Start of Block
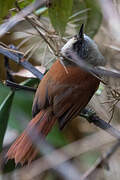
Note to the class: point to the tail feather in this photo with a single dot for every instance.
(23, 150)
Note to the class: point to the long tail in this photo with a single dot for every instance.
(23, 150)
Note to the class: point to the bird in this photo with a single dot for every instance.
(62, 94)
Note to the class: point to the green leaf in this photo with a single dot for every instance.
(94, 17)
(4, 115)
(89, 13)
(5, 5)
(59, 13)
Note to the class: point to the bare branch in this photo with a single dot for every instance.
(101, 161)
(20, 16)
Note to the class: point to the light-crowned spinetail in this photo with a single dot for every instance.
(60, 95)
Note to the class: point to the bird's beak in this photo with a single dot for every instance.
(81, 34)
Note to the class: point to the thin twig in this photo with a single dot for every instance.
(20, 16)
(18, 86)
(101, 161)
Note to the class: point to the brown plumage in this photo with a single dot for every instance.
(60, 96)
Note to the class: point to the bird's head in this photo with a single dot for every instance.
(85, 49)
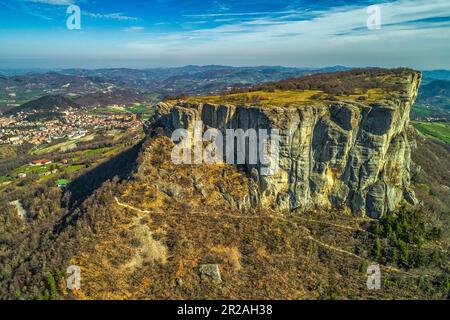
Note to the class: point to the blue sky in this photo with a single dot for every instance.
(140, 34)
End of Block
Start of Block
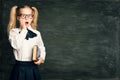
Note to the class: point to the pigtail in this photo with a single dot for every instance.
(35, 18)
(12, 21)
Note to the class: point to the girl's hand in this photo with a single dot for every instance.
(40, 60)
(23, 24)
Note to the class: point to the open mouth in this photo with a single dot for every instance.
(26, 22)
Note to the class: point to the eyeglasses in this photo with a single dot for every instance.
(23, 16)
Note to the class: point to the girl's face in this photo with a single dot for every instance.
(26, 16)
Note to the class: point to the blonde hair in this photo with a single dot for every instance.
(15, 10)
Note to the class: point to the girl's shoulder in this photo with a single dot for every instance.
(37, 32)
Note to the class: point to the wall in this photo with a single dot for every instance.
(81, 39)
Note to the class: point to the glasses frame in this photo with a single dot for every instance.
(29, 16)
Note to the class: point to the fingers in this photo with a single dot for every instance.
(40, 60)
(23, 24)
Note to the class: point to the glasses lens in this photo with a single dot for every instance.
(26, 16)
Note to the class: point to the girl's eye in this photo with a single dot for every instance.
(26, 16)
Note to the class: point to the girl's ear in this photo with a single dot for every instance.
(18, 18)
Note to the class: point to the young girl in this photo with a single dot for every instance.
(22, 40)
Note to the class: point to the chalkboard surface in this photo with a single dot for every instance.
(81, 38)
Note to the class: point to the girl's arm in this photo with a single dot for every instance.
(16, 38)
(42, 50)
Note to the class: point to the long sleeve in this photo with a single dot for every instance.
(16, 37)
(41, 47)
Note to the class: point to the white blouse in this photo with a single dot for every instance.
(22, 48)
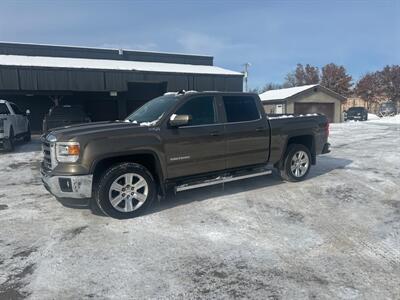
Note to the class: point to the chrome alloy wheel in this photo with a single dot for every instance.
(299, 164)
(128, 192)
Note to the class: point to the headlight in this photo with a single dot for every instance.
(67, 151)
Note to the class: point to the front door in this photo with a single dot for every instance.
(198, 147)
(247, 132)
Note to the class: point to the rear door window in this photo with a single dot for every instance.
End of Block
• **YOUR ASSIGNMENT**:
Begin at the line in the entries above that has "Note to the class: point to the girl's arm", stop after the line that has "Note to the class: point to the rear", and output exactly those lines without pictures.

• **ANSWER TO THIS PROBLEM**:
Note to the class: point to the girl's arm in this photo with a single dot for every instance.
(16, 38)
(42, 50)
Note to the class: point to the long sleeve in this photo with a single dot for every instance.
(16, 37)
(41, 47)
Note to the class: point to the white blouse in this photo with a single dot for every instance.
(22, 48)
Note to the class: point to the chrome alloy wheel in this photo with a single dot for every instance.
(299, 164)
(128, 192)
Note to the class: point to the headlight in this photo with a single dot for every instance.
(67, 151)
Note to the class: point to the front door in this photo with a single dot for every instance.
(198, 147)
(247, 132)
Note to the class: point to the rear door window in this photo with a single dot for every instance.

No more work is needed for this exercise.